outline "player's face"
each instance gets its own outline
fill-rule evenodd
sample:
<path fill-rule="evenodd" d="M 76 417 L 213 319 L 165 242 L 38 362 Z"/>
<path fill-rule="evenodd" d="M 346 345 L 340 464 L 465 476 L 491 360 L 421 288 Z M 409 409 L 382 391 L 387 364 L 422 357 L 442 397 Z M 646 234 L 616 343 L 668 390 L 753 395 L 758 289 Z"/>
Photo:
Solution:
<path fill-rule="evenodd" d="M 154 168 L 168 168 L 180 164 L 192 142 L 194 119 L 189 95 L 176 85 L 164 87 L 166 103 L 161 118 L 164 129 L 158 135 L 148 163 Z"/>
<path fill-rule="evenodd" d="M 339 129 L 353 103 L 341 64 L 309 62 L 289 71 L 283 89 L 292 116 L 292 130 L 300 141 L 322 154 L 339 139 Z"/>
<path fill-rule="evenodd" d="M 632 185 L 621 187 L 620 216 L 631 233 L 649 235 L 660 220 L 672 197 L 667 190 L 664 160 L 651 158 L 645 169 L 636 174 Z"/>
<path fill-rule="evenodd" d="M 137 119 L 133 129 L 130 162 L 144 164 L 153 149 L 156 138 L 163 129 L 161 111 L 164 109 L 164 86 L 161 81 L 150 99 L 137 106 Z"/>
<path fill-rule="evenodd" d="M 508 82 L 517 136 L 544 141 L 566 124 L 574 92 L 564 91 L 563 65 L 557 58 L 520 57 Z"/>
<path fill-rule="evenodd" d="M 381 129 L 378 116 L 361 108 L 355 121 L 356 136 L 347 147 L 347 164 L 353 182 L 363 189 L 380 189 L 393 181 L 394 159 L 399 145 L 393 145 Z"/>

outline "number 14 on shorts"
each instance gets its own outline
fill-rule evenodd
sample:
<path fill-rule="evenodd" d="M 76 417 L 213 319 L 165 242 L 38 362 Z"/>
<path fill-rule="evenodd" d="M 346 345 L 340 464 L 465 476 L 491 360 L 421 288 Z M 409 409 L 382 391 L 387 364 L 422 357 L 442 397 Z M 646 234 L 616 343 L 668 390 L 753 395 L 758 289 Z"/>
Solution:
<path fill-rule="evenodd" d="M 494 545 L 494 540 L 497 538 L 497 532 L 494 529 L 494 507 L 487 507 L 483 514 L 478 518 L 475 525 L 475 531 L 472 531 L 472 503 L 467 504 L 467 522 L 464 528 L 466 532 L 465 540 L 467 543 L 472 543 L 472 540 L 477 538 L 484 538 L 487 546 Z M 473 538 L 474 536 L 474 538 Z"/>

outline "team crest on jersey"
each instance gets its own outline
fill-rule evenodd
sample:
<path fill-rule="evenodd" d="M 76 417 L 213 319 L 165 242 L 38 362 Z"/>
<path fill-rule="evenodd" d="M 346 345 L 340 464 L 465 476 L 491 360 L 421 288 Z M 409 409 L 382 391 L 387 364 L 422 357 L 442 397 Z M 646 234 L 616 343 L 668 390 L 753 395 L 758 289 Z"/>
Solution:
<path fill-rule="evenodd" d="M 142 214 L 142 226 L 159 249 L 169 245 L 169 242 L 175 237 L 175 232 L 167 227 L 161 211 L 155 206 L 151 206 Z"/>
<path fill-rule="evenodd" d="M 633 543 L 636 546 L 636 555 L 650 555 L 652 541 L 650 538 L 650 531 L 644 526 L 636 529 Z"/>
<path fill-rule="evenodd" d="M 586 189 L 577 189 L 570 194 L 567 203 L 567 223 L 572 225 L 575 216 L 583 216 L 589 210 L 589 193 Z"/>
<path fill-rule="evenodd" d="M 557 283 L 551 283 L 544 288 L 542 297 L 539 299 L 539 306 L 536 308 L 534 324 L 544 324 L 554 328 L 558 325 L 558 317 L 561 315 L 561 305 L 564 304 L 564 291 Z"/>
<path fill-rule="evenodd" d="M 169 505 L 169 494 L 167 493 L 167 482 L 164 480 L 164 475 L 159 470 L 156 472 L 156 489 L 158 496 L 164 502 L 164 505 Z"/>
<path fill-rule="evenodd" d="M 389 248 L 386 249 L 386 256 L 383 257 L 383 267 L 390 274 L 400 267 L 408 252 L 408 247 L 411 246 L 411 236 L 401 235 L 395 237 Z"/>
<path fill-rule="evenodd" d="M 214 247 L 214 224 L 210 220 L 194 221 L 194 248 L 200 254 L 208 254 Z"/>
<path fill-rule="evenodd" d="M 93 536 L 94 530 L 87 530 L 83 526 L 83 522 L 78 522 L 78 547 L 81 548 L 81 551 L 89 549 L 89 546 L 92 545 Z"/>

□ □ □

### Requirements
Scale everything from the start of the data down to the line containing "137 119 L 133", both ends included. Reproduce those lines in full, requests included, but multiply every coordinate in the answer outlines by 2.55 and round to whole numbers, rounding halves up, while leaving the requests and their sample paths unchanged.

### Problem solution
outline "player's face"
each instance gets its own outline
fill-rule evenodd
sample:
<path fill-rule="evenodd" d="M 76 417 L 213 319 L 165 242 L 38 362 Z"/>
<path fill-rule="evenodd" d="M 346 345 L 340 464 L 465 476 L 491 360 L 421 288 Z M 409 409 L 382 391 L 387 364 L 422 357 L 442 397 Z M 646 234 L 616 343 L 668 390 L 753 395 L 758 289 Z"/>
Photo:
Solution:
<path fill-rule="evenodd" d="M 393 428 L 428 428 L 459 418 L 490 362 L 495 303 L 482 242 L 449 217 L 418 222 L 423 263 L 411 301 L 418 329 L 403 344 L 377 416 Z"/>
<path fill-rule="evenodd" d="M 864 329 L 900 263 L 870 163 L 788 158 L 737 181 L 722 227 L 745 296 L 745 332 L 765 360 L 821 393 L 864 354 Z"/>
<path fill-rule="evenodd" d="M 1612 472 L 1584 477 L 1581 551 L 1609 594 L 1655 599 L 1683 561 L 1714 502 L 1701 485 L 1693 408 L 1660 403 L 1645 431 L 1622 444 Z"/>
<path fill-rule="evenodd" d="M 349 303 L 339 329 L 332 413 L 367 418 L 390 380 L 398 352 L 416 329 L 411 283 L 418 278 L 418 219 L 411 207 L 383 252 L 349 270 Z"/>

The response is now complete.